## START SOURCE PASSAGE
On May 5, 2014, the Board approved the granting to each of the five then non-employee members of the Board on May 9, 2014, a non-qualified stock option to purchase up to three hundred thousand (300,000) shares of the Company’s common stock at an exercise price of $0.64 per share. Such options expire five years from the date of issuance and shall vest in equal amounts over a period of three (3) years at the rate of twenty-five thousand (25,000) shares per fiscal quarter at the end of such quarter, commencing in the quarter ended June 30, 2014, and pro-rated for the number of days each non-employee member of the Board serves on the Board during such fiscal quarter.
In addition, effective as of May 1, 2014, the non-employee members of the Board (i) for their participation in meetings of the Board and its committees, will be compensated $1,000 for in person meeting, and $250 - $500 per telephonic meeting, depending on the length of the telephonic meeting, and (ii) will be provided a monthly retainer of $750 per month.
## END SOURCE PASSAGE
> THE TASKS:
1. Answer these questions using the board compensation passage.
(a) What exercise price per share did the stock options carry?
(b) How large is the monthly retainer for non-employee Board members?
(c) How much is paid for attending an in-person meeting?
2. Transcribe the listing word for word, starting at the line that contains "seg: boy's face" and running through the end of the listing, both ends included.
## START STORED RECORDS
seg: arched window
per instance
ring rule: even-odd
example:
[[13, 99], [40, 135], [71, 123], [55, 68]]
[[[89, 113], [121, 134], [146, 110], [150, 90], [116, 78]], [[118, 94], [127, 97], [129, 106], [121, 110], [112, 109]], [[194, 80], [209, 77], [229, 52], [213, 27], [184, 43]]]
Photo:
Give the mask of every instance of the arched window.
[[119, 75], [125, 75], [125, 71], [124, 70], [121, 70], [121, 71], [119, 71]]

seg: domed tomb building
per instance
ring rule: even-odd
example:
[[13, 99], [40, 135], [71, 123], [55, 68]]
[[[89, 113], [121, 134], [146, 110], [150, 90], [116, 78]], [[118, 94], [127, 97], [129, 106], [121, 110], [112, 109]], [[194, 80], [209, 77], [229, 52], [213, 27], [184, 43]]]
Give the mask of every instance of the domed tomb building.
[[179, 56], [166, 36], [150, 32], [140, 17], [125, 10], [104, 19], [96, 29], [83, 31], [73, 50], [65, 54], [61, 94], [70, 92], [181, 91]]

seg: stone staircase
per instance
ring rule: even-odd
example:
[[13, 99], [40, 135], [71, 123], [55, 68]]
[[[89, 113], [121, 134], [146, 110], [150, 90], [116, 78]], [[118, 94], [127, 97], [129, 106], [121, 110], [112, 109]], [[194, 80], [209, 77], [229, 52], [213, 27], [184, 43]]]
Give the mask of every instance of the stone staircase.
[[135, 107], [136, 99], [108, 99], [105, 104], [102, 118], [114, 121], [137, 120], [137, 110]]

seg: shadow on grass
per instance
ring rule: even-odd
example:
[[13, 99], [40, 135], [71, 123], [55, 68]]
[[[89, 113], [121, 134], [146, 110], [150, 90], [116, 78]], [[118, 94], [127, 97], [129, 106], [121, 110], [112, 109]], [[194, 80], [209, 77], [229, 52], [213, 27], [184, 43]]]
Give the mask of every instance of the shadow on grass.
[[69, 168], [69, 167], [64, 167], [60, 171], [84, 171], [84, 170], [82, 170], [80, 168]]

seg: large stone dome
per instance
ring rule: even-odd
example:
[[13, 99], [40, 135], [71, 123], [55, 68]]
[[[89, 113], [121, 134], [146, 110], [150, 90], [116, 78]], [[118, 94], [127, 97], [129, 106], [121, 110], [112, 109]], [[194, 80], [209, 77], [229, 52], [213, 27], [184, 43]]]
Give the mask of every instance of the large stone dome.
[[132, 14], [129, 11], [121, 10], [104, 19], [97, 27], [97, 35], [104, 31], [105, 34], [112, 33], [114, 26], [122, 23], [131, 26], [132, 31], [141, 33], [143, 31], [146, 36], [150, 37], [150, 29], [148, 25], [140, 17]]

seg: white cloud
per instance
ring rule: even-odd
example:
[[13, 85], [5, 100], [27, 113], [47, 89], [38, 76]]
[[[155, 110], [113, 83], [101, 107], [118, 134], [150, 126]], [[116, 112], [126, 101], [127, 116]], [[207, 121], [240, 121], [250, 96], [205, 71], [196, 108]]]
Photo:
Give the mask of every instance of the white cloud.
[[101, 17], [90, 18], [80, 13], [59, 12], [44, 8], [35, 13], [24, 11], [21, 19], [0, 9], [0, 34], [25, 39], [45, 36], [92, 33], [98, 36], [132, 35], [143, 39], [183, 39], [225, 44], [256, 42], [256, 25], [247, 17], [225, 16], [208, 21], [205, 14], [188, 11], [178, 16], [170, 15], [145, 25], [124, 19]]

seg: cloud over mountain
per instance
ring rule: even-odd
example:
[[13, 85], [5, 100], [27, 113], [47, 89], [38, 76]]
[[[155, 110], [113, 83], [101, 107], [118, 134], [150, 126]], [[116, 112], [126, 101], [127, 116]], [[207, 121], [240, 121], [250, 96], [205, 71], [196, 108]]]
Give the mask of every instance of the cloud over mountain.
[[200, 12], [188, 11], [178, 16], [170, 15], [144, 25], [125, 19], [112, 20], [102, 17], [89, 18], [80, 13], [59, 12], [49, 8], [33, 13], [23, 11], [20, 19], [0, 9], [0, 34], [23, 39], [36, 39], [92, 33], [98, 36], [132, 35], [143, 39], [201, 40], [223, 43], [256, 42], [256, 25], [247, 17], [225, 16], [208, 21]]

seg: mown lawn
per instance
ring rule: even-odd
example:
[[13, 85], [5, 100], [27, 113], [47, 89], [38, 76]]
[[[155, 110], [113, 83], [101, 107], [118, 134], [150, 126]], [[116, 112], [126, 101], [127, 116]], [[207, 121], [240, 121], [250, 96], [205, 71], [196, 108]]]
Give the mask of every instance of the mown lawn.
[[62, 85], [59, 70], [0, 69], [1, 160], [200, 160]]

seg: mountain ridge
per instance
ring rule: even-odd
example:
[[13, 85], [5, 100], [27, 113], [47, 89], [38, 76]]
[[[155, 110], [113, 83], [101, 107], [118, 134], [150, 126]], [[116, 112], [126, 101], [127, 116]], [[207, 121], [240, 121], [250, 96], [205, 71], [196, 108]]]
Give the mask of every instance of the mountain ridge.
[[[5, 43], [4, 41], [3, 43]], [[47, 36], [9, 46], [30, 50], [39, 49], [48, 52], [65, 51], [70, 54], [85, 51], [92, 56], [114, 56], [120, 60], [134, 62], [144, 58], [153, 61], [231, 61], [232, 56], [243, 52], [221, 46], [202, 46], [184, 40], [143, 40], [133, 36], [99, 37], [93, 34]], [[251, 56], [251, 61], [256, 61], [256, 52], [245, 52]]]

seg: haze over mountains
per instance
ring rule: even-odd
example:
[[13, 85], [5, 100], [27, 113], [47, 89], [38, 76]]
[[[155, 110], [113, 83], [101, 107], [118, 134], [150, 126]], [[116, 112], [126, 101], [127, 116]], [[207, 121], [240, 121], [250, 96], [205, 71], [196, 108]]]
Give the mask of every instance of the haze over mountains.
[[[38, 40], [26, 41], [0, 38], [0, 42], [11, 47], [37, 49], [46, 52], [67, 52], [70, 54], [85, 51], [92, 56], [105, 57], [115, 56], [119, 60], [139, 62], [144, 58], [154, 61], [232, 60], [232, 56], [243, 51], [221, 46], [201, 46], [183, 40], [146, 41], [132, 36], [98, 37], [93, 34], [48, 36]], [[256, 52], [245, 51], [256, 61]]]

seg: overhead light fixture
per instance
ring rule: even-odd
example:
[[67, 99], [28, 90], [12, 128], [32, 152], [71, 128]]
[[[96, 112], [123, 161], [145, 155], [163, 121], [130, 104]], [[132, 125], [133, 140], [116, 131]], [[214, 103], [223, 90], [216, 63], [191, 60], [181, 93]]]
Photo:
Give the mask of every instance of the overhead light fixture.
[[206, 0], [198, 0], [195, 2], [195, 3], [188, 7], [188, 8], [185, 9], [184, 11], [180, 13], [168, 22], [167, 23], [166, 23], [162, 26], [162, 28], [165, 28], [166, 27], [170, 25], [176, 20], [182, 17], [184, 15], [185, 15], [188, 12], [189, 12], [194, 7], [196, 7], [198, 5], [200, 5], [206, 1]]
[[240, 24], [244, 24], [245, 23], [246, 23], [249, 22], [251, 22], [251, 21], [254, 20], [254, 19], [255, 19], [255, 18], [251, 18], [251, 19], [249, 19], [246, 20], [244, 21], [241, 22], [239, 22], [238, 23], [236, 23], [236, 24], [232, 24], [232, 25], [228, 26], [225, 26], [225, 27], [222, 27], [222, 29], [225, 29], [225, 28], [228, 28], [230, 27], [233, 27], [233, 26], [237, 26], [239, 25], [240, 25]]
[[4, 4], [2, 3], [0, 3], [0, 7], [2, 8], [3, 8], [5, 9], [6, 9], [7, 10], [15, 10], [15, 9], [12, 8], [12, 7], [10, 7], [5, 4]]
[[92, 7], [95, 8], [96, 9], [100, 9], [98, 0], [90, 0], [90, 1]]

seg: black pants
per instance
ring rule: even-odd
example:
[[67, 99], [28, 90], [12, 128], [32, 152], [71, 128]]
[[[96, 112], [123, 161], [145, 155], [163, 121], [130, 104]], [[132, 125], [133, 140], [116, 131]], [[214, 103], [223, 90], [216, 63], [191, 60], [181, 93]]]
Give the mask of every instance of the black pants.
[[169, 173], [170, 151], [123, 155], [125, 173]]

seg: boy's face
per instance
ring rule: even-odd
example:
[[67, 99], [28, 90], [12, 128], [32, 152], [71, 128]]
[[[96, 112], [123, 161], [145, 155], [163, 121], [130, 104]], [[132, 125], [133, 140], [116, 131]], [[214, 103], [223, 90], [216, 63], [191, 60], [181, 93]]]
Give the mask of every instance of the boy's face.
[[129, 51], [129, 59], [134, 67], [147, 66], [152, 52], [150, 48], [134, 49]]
## END STORED RECORDS
> ANSWERS TO EACH TASK:
1.
(a) $0.64 per share
(b) $750 per month
(c) $1,000

2.
seg: boy's face
per instance
ring rule: even-odd
example:
[[67, 99], [28, 90], [12, 128], [32, 152], [71, 128]]
[[[96, 112], [123, 161], [145, 155], [163, 121], [130, 104]], [[132, 125], [133, 140], [116, 131]], [[214, 103], [223, 90], [216, 63], [191, 60], [181, 93]]]
Give the mask of every instance of the boy's face.
[[129, 51], [129, 59], [134, 67], [147, 66], [152, 52], [150, 48], [134, 49]]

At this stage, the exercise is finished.